[Pointing dataset excerpts]
= = = = =

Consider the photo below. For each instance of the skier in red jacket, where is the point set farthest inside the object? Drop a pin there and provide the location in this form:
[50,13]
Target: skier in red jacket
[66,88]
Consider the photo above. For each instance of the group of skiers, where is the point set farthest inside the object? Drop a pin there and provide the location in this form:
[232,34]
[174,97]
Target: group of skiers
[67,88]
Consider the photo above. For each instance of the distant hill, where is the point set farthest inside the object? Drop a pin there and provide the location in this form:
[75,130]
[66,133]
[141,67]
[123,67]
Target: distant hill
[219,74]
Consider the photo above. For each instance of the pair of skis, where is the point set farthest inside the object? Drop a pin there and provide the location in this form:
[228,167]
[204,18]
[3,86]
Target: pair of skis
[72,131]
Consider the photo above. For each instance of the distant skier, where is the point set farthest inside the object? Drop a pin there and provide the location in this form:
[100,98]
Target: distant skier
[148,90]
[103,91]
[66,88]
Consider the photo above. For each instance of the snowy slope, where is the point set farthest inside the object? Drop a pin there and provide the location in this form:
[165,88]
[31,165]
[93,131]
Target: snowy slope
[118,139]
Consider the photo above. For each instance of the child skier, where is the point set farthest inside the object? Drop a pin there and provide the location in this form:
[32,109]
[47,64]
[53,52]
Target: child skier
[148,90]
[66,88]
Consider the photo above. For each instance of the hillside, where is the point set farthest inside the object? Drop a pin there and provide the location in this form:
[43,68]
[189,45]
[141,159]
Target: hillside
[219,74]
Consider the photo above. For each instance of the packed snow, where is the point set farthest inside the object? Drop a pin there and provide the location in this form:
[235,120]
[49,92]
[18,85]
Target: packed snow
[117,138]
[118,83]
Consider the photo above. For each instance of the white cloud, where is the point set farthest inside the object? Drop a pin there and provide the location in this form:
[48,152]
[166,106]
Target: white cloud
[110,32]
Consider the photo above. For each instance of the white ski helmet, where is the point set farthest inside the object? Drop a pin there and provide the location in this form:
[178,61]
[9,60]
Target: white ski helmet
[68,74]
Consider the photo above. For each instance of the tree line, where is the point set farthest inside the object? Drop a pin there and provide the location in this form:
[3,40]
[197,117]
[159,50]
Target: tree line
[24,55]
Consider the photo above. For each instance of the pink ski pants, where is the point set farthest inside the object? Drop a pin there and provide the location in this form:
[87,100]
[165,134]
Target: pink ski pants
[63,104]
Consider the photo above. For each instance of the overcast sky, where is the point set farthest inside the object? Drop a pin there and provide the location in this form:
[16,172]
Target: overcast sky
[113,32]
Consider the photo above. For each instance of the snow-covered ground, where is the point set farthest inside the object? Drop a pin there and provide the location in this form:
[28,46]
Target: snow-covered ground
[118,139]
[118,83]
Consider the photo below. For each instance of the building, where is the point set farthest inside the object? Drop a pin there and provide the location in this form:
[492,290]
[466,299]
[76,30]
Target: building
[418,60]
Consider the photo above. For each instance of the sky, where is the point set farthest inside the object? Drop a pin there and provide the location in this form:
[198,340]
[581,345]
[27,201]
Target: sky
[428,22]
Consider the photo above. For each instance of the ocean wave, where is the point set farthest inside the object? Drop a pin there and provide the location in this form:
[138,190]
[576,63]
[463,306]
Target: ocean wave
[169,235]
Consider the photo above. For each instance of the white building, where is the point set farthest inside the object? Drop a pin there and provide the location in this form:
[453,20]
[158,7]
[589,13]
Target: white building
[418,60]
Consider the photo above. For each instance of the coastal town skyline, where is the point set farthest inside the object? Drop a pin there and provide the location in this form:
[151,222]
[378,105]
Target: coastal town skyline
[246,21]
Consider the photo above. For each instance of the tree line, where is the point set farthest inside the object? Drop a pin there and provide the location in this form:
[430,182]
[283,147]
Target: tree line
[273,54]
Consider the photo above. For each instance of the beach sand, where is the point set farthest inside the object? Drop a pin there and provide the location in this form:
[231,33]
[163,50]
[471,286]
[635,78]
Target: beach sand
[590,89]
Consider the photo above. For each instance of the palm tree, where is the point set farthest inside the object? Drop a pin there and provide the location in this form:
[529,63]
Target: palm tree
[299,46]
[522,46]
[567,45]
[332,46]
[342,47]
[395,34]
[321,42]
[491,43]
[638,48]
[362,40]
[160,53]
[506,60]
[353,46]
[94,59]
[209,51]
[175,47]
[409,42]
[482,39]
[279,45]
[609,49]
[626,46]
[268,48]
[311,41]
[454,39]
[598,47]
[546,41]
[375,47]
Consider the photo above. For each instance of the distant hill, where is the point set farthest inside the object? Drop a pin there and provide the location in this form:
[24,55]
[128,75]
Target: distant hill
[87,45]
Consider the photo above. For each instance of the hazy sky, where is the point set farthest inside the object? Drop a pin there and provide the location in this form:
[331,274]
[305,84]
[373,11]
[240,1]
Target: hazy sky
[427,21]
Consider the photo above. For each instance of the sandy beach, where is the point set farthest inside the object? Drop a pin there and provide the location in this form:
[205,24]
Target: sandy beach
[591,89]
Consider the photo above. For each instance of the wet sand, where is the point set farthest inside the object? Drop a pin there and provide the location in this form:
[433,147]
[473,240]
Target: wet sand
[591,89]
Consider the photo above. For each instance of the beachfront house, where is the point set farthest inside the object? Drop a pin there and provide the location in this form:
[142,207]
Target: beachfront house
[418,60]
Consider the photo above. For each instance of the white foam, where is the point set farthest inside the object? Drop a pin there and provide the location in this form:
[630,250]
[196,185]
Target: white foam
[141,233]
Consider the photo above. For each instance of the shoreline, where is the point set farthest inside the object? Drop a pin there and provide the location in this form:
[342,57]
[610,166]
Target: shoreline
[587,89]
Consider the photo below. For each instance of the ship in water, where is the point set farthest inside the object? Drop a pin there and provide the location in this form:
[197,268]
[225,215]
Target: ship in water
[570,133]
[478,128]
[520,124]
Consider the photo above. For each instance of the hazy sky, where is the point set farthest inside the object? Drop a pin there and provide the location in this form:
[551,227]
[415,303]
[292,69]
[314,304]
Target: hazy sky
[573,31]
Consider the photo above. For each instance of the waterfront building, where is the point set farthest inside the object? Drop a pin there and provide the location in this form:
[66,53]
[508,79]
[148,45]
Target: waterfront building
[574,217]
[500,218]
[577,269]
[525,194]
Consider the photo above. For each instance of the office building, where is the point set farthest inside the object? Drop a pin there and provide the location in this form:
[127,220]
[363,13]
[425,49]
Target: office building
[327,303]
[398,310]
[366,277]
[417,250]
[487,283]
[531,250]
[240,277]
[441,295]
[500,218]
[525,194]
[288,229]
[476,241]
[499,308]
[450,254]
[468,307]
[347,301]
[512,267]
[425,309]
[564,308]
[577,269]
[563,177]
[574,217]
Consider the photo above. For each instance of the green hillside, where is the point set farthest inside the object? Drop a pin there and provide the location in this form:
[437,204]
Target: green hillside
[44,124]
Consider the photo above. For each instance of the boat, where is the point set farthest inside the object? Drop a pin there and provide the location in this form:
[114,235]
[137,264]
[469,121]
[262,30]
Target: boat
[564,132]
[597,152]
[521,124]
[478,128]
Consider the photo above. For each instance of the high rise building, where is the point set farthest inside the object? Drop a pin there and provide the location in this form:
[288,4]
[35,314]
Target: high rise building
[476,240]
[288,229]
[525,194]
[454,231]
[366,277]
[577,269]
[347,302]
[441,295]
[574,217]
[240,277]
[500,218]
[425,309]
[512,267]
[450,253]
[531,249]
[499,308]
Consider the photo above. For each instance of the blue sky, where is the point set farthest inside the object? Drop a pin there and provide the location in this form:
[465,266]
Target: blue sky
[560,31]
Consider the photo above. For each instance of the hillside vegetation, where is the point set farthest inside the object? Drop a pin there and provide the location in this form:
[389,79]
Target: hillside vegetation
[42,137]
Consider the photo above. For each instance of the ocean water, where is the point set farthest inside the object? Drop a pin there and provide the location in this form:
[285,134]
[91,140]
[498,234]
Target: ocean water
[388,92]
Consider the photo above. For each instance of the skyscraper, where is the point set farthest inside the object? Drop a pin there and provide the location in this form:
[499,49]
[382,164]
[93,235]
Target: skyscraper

= = = = =

**AIM OF THE TASK:** From the line that contains "Consider the photo above. For each instance of the office" down to the last line of the listing above, repeat each line exactly, and include nothing else.

**WRITTEN ANSWER:**
Consider the photo above. For each instance of the office building, where is the point set farthest inside the object? Drop a pin there and provide the location in this form:
[127,220]
[363,13]
[425,49]
Target: office building
[327,303]
[398,310]
[366,277]
[417,250]
[487,283]
[531,250]
[240,277]
[441,295]
[500,218]
[525,194]
[288,229]
[476,241]
[499,308]
[450,254]
[468,307]
[347,301]
[512,267]
[425,309]
[564,308]
[577,269]
[563,177]
[574,217]
Consider the photo above. For each instance of the green hillside, where is the point set farthest inside the object? Drop a pin there and provide the location in this form:
[437,204]
Target: green hillside
[44,124]
Consider the photo above. For each instance of the boat, where is the point set farthest inside the object? Drop a pin there and provide the location in this form:
[114,235]
[137,264]
[469,121]
[262,30]
Target: boat
[564,132]
[597,152]
[521,124]
[478,128]
Consider the photo above. For each instance of the high rise building, where is the point set farthest inside the object? Drop a pin there and provide the location in this form:
[288,4]
[35,314]
Target: high rise building
[476,240]
[288,229]
[525,194]
[454,231]
[366,277]
[577,269]
[347,302]
[441,295]
[574,217]
[240,277]
[500,218]
[425,309]
[512,267]
[450,253]
[531,249]
[499,308]
Consider the photo above. For each instance of the blue sky, where is the point set farthest inside the object? Drop a pin there and provide the location in this form:
[465,266]
Target: blue sky
[560,31]
Consider the photo above. For each instance of the hillside vegetation, where is the point set farthest inside the object? Drop a pin there and provide the location in this form:
[389,79]
Target: hillside vegetation
[42,137]
Consider the photo above. For each instance of the ocean water, where is the point set farthest inside the object? Drop a pin there and provide the location in this form:
[285,134]
[91,140]
[498,234]
Target: ocean water
[388,92]
Consider the photo above. For each instance of the skyscraper, where is the point set farthest inside the object? Drop a pin there and provide the location in this form:
[499,49]
[382,164]
[93,235]
Target: skyscraper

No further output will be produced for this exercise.